Given instruction a ::
Locate each line in the rows that contains the word "jersey", and copy those lines. Case counts.

Document extract ::
-- BEGIN --
Stories are knowledge. When we tell a story, we're teaching—whatever that may be.
For me and for my research, I never connected with math when I was in school. It didn't connect with my body, my culture, my spirit or the land until I realized, when I was doing my master's degree, that there is a way of doing, being and knowing in mathematics that's very standardized. There's nothing wrong with that. It creates a disconnect between humans and cultures and how people have done math for many years.
Think about the significance of trigonometry and how much communities that have navigated the ocean did it in their heads to navigate through the zenith, the horizon and whatnot. It's significant. That is connected to the body and senses. When those ways of understanding, knowing, being and doing mathematics are removed through a way of understanding it that is about memorization, is very standardized and is done in a classroom on a piece of paper, there isn't that connection.
Once I realized there are ways of understanding math that have relationality, I began to connect with it more. That's how I work with children. How do you see the math around you? How do you understand how different angles create different seasons? How do you measure using your body and not necessarily using a standardized ruler? We are our own standardized measurement.
-- END --
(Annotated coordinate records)
-- BEGIN --
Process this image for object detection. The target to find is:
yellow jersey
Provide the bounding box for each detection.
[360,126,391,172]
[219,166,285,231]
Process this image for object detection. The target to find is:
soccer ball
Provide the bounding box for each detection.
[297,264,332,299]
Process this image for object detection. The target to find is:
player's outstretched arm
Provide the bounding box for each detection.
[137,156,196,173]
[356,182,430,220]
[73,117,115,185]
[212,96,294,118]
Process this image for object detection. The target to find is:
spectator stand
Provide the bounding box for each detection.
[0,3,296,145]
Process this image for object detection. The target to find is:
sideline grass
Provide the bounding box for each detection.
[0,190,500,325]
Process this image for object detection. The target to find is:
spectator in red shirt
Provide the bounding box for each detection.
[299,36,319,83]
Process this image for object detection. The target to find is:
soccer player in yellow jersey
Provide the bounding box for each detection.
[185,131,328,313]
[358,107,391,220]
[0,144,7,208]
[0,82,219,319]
-- END --
Given instruction b ::
In the reflection on learning math, when did the writer realize that there is a very standardized way of doing, being and knowing in mathematics?

Finished answer a ::
yellow jersey
soccer player in yellow jersey

Finished answer b ::
While doing a master's degree.